Travail à faire:
A. Reproduisez à l'identique le passage du texte sur la gouvernance compris entre « Dans 3 semaines, je » et « de trois éléments. », ces deux bornes incluses.
B. Énumérez les modèles historiques de gouvernance que nomme le texte sur la gouvernance.
C. Rédigez la suite du texte sur la gouvernance, en reprenant après sa dernière phrase.

Texte de la page:
La Gouvernance : Un Quatrième Type Émerge
Issu des archives de Michel Rouger : un quatrième type de gouvernance émerge, en plus des trois modèles historiques ; monarchique, oligarchique et démocratique.

Dans 3 semaines, je vais participer à une réunion de conjoncture autour du Président d'un groupe du CAC 40. Nous sommes une demi douzaine de fidèles qui se connaissent bien. Chacun verse à ces débats trimestriels ce qui lui parait utile. Je proposerai de tirer les conclusions de nos travaux, il me dira : « Michel, je sais, René CARRON m'a dit que vous vous étiez croisés à Rome où vous avez parlé de gouvernance. Qu'avez-vous pu tirer de pratique et de concret de la fréquentation de tous ces grands cerveaux ? Expliquez nous, rassurez nous.

« Détrompez-vous ! Beaucoup de choses ! Ces réunions ont abouti, entre autres conclusions, à retenir l'émergence probable d'un quatrième type de gouvernance succédant aux trois précédentes que j'ai connues dans ma longue carrière, la monarchique, l'oligarchique, la démocratique. Emergence provoquée par la conjugaison de trois éléments.

Le premier concerne ce que nous appelons la gouvernance globalisée, extension mondiale de la gouvernance de type démocratique actionnariale prévalant dans le libéralisme anglo-saxon au cours des 15 dernières années, spécialement aux Etats-Unis. Réputée devoir être appliquée dans toutes les entreprises, cette gouvernance a fait l'objet d'un traitement différent, selon qu'elles appartenaient à l'économie réelle ou à l'économie financière. Chacune avait ses règles, avec des doses très variables de régulation et de contrôle. Elles ont été longtemps séparées, jusqu'à ce que leur séparation de corps les amène à divorcer dans le drame que nous vivons aujourd'hui. Ce système de gouvernance en sphères, indépendantes, voire étanches, a failli, gravement. Après quoi, un modèle de co gouvernance s'est installé aux Etats-unis, dans lequel la sphère étatique, fédérale, s'est mise à coopérer avec la sphère financière, dans une opération de sauvetage après naufrage. Sans qu'ait été fixée la durée de l'opération.

Éléments enregistrés

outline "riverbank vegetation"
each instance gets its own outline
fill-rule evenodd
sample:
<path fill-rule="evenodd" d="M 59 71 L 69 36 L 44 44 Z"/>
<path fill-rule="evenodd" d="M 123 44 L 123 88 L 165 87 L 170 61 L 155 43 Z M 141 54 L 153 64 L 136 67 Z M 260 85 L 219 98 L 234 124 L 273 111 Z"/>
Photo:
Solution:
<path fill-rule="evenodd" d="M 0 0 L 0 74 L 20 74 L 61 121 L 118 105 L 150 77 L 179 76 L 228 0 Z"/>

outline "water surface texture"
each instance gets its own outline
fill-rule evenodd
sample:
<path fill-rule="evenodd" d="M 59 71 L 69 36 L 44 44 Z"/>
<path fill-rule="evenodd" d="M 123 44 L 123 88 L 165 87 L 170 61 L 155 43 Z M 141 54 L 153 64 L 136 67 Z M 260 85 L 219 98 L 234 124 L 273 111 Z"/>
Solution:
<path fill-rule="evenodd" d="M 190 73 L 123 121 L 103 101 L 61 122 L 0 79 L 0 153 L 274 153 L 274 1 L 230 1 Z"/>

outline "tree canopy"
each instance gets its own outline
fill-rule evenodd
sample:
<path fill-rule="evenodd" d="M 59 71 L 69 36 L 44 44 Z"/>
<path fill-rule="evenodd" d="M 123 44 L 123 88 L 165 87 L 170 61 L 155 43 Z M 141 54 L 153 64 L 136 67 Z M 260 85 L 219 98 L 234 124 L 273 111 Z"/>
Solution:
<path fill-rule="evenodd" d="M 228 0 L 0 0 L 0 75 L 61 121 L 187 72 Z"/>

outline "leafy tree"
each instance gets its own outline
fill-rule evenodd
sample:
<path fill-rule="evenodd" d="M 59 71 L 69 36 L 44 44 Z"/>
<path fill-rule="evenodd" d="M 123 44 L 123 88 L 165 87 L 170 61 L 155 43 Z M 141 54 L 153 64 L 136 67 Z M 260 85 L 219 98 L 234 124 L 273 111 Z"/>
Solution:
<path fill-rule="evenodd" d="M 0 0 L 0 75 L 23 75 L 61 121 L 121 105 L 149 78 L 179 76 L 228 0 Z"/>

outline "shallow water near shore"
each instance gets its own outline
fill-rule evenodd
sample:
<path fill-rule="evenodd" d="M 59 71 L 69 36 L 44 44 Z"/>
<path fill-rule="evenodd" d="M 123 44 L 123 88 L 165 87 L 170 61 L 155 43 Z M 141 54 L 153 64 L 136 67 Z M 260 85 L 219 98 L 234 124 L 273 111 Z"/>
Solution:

Réponses par tâche:
A.
Dans 3 semaines, je vais participer à une réunion de conjoncture autour du Président d'un groupe du CAC 40. Nous sommes une demi douzaine de fidèles qui se connaissent bien. Chacun verse à ces débats trimestriels ce qui lui parait utile. Je proposerai de tirer les conclusions de nos travaux, il me dira : « Michel, je sais, René CARRON m'a dit que vous vous étiez croisés à Rome où vous avez parlé de gouvernance. Qu'avez-vous pu tirer de pratique et de concret de la fréquentation de tous ces grands cerveaux ? Expliquez nous, rassurez nous.

« Détrompez-vous ! Beaucoup de choses ! Ces réunions ont abouti, entre autres conclusions, à retenir l'émergence probable d'un quatrième type de gouvernance succédant aux trois précédentes que j'ai connues dans ma longue carrière, la monarchique, l'oligarchique, la démocratique. Emergence provoquée par la conjugaison de trois éléments.

B. monarchique, oligarchique, démocratique

C.
Après que la nécessité de faire face à la crise, ait conduit la France à transposer chez elle ce mode de co gouvernance, et que le choix ait été fait de la rendre temporaire, dans l'aide apportée pour financer le sauvetage, ou permanente, dans l'institution de la Médiation du crédit, nous observons que nous avons reproduit le même dispositif, mais à trois sphères. La sphère d'état, la sphère financière et la sphère économique. La Médiation du crédit, attachée au Ministère de l'économie et des fiances, fait opérer ensemble, dans des structures départementalisées, des représentants de l'Etat, des banques et des instances professionnelles. Une telle co gouvernance des difficultés de la sphère économique est originale, elle correspond au traitement utile de la crise qui est loin d'être terminée. Vous pouvez donc vous préparer à ce que l'entreprise que vous dirigez soit confrontée à cette réalité, lorsque les clients ou les fournisseurs des différents métiers de votre groupe seront concernés voire affectés.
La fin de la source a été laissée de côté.